§ Work request:
Repeat verbatim, and only, the lines of the data below, beginning at the line that contains "target | hill crest" and stopping after the line that contains "target | grassy hill".

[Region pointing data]
===

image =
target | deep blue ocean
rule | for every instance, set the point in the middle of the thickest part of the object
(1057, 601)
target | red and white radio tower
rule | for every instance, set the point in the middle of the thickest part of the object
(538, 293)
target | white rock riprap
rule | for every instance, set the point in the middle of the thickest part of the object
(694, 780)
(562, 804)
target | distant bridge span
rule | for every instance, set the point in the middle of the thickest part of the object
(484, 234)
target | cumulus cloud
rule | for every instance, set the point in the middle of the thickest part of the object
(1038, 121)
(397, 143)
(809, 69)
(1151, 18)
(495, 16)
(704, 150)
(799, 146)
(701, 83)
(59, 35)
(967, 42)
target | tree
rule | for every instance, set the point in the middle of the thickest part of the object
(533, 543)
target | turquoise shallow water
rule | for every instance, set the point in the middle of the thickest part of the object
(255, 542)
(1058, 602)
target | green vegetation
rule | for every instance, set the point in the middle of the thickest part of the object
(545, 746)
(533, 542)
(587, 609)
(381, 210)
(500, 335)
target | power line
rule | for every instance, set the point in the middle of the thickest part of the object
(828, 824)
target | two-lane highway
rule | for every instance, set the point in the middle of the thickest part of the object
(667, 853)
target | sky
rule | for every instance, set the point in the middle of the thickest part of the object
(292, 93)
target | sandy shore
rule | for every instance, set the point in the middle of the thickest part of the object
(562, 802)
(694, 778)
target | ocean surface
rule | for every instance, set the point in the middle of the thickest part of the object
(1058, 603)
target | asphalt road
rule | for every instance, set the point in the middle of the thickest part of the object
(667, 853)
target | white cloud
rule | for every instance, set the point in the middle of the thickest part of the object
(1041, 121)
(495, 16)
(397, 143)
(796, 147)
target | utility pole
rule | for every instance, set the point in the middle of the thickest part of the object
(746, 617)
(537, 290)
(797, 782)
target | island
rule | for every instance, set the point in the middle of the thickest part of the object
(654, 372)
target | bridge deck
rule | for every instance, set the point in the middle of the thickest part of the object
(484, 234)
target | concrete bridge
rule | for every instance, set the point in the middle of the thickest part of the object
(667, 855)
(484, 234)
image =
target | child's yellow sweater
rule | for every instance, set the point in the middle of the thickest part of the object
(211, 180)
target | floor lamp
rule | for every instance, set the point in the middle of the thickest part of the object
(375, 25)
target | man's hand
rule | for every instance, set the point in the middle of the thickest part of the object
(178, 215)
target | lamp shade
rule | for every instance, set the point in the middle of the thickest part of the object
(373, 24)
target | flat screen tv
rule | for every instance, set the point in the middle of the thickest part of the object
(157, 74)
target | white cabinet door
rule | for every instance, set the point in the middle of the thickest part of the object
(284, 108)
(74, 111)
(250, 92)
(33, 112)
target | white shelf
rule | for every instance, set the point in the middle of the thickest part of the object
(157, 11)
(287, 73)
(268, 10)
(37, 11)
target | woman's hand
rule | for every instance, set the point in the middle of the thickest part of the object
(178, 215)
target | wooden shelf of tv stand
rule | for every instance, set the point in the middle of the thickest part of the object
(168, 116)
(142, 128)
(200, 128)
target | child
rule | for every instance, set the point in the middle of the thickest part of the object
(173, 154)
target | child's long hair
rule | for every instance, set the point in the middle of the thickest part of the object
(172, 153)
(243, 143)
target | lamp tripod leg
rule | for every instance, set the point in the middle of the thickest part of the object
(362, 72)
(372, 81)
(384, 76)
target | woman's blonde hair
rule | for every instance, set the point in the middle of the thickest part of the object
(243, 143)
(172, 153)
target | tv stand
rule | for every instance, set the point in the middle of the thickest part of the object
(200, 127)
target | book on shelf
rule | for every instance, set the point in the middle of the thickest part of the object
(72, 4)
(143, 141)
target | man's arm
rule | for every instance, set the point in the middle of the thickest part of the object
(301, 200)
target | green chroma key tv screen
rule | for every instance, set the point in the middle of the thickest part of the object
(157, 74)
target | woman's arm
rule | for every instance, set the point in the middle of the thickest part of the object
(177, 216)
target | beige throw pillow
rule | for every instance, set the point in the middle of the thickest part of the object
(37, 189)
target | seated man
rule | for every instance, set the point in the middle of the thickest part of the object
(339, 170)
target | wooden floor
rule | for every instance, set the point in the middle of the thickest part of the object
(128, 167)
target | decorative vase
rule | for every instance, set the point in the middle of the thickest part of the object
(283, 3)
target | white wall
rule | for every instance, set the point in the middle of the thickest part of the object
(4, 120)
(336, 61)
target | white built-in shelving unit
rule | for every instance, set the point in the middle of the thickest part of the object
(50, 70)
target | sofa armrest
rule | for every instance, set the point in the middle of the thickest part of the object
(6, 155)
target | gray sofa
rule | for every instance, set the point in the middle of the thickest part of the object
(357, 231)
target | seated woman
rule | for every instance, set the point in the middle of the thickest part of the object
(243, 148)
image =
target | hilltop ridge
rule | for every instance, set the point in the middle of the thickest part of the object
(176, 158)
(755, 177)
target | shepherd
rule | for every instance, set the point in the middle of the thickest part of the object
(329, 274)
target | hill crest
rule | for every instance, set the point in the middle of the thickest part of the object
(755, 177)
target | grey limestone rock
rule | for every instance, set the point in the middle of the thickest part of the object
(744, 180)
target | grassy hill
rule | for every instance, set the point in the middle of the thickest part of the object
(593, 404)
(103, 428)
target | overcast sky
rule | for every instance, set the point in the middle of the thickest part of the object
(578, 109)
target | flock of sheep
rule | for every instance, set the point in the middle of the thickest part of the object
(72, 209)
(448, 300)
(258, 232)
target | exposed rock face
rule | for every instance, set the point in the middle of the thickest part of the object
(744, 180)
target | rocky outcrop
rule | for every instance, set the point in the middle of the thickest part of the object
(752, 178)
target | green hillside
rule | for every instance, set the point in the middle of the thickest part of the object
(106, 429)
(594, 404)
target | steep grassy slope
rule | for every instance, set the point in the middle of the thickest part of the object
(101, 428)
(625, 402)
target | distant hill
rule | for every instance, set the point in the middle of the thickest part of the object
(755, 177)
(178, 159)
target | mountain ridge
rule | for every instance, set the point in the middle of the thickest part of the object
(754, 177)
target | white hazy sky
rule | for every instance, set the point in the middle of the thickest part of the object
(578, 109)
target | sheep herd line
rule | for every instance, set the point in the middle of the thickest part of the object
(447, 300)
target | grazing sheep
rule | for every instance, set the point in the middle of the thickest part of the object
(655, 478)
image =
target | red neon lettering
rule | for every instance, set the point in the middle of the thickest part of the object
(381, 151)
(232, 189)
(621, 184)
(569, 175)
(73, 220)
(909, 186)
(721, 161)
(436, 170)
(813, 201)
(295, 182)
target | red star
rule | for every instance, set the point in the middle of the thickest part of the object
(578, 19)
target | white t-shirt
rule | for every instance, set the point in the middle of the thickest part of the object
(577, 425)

===

§ Answer box:
target | hill crest
rule | for every instance, set the point in the middle of the thickest part of the object
(755, 177)
target | grey limestone rock
rule | for every instance, set the point in the middle of the thickest part of the object
(744, 180)
target | grassy hill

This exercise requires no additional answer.